— Task prompt —
Gather every line of the records below that contains the word "shirt", and copy each one out in full. Case counts.

* start Data for processing *

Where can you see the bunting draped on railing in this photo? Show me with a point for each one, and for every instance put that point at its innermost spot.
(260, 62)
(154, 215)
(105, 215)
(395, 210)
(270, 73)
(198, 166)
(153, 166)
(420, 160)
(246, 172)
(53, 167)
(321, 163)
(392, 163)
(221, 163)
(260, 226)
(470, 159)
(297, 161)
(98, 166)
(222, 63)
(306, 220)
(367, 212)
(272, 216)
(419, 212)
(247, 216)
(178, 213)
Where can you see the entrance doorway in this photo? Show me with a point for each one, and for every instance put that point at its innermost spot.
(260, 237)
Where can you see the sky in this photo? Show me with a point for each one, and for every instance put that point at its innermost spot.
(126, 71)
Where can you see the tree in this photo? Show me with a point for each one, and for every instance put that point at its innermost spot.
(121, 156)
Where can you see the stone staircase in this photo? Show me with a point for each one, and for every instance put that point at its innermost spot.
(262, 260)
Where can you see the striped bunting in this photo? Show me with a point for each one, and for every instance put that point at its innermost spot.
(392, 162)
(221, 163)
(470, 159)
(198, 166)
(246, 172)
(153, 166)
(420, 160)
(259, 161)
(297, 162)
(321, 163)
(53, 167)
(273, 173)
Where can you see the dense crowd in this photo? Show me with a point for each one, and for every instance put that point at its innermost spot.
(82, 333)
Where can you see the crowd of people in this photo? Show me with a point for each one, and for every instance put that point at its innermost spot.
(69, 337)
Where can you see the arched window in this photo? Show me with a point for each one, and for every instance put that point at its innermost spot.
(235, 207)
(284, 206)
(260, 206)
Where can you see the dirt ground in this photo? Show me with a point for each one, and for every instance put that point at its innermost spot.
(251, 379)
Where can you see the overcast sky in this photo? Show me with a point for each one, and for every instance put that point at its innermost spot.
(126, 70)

* end Data for processing *
* start Data for processing *

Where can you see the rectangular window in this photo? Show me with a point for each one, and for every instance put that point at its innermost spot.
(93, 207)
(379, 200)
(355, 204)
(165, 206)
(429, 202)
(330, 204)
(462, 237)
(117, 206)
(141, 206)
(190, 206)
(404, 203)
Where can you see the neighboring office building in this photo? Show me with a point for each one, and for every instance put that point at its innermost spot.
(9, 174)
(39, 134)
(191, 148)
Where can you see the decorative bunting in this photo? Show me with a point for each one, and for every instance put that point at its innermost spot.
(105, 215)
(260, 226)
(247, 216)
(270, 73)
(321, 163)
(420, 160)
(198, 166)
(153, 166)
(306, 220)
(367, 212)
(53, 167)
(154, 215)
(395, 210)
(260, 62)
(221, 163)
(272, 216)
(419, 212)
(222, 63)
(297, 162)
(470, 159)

* end Data for processing *
* start Data for processing *

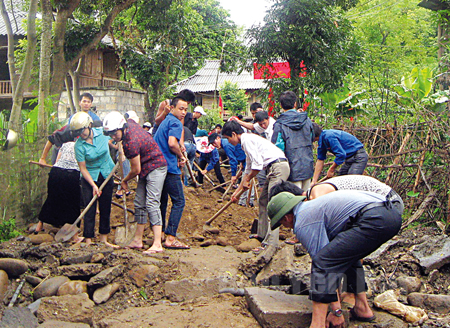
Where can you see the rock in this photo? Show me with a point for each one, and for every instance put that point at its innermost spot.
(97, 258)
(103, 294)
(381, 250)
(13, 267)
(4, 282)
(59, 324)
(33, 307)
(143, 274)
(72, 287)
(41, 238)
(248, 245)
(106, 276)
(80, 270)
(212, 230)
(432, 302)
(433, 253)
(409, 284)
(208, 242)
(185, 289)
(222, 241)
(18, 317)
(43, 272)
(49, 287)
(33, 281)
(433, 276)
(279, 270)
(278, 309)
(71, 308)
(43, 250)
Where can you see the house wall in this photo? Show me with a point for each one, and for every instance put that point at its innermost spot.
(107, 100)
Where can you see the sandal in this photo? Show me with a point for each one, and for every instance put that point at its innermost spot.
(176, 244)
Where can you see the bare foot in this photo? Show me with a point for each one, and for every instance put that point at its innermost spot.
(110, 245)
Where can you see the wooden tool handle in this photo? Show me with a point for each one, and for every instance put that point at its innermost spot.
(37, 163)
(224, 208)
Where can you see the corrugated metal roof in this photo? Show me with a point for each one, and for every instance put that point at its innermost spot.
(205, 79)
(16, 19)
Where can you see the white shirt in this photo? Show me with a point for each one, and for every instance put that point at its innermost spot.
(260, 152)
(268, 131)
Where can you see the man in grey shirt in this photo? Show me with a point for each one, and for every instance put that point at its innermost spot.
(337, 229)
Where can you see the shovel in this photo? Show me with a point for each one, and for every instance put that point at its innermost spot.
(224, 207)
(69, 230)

* end Data for processing *

— Task solution —
Where can you see the white shirt in this photo? Show me with a point for each one, and for every instance put that point at its innermost spot.
Where can you see the man in grey shirt in this photo? Show me with a point for each one, and for every instance put that point at its innermost spot.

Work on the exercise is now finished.